## EXERCISE GOAL
Duplicate the entries that follow, from the line with "For the benchmark, point out every instance of the recessed" to the line with "point(574, 164)", keeping both of those lines.

--- START EXTRACTED ENTRIES ---

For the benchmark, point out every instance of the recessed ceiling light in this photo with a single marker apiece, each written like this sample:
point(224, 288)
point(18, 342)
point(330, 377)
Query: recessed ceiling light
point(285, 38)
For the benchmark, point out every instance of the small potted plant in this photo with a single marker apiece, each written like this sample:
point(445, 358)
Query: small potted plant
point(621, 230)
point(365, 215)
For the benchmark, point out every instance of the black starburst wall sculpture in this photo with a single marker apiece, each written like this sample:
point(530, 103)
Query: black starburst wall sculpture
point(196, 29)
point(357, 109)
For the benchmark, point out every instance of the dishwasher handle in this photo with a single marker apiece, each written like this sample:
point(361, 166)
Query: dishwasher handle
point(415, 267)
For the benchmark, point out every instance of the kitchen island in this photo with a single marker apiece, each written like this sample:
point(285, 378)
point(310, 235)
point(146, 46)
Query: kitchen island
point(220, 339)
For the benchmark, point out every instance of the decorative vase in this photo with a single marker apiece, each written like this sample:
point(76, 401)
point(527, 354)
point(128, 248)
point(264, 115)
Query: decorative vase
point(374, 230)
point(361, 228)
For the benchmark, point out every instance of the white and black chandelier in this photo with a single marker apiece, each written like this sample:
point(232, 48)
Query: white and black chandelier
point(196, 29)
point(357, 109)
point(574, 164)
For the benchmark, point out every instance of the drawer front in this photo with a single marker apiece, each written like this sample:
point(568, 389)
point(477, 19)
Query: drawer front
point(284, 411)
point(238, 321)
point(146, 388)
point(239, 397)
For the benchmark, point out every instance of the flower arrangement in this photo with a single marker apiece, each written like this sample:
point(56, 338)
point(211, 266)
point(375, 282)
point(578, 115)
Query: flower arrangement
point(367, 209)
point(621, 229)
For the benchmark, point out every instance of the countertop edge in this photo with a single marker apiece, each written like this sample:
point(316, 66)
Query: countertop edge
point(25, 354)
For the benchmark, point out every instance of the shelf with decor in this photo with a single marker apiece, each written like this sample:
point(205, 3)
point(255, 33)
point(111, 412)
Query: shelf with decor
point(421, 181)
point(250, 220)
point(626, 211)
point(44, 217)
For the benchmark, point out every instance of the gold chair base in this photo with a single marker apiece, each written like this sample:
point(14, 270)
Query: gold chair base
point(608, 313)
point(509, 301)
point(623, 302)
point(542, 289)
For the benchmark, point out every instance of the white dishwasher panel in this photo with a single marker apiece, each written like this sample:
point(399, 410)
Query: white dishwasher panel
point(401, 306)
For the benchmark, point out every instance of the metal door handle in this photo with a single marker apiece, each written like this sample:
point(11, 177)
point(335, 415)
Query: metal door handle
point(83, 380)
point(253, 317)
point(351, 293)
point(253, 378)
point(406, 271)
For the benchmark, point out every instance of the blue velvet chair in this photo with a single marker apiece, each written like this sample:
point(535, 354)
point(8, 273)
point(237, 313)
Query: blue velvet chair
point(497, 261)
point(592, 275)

--- END EXTRACTED ENTRIES ---
--- START EXTRACTED ENTRIES ---

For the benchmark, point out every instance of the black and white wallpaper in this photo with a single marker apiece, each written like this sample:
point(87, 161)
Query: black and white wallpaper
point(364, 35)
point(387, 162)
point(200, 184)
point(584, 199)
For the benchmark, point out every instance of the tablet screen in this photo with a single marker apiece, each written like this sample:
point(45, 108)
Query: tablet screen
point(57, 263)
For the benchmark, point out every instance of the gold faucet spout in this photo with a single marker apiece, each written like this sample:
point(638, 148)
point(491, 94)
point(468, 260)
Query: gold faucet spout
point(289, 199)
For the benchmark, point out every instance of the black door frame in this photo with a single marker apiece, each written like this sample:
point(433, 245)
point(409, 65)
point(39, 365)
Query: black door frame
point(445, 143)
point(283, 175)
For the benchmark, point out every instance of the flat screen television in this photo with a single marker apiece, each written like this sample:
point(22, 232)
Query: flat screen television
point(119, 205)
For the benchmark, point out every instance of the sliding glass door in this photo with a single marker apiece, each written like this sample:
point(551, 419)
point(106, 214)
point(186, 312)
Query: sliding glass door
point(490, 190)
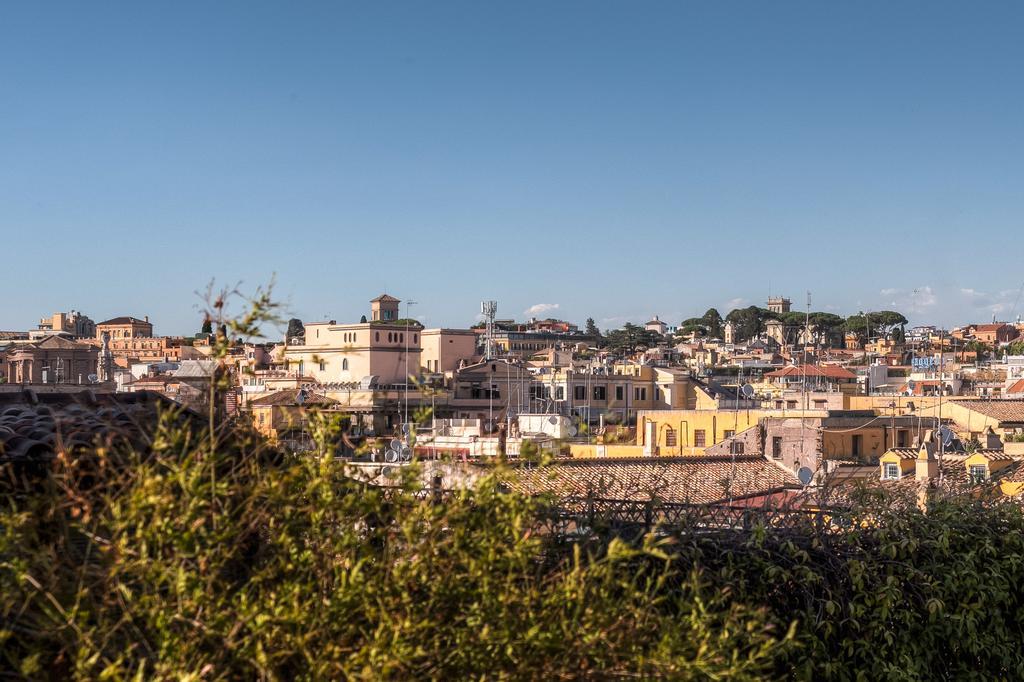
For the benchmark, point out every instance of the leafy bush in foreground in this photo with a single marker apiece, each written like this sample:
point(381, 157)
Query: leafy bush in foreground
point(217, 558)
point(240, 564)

--- END EXTRACTED ENTRIES ---

## RESULT BELOW
For the benchmark, point out every instance of the recessed ceiling light in this photo with a single marker apiece, each written like this sample:
point(224, 288)
point(18, 342)
point(330, 377)
Query: recessed ceiling light
point(285, 38)
For the benchmark, point out every instance of the small potted plant in this photo with a single marker apiece, each written like this sample:
point(445, 358)
Query: small potted plant
point(621, 230)
point(365, 215)
For the benchmark, point out every instance of the black starburst wall sculpture in this photo with a single marker apiece, each written like this sample:
point(530, 103)
Query: black starburst wall sculpture
point(196, 29)
point(357, 109)
For the benchmark, point out every instance of the dishwasher handle in this photo with a single marker apiece, each written like this sample:
point(361, 166)
Query: dishwasher handle
point(415, 267)
For the benchmark, point out every instance of the kitchen island in this photo with a single marker apiece, each written like this sample:
point(285, 378)
point(310, 235)
point(146, 46)
Query: kitchen island
point(220, 339)
For the benchmark, point out every instance of the decorative vase in this photo with a single marker apiece, each written like this sample:
point(76, 401)
point(527, 354)
point(128, 248)
point(264, 115)
Query: decorative vase
point(374, 230)
point(361, 228)
For the benchmark, point out every instance of the white and black chandelier in this photo with a single marker apiece, each written like this sample:
point(232, 48)
Query: white and black chandelier
point(196, 29)
point(357, 109)
point(574, 164)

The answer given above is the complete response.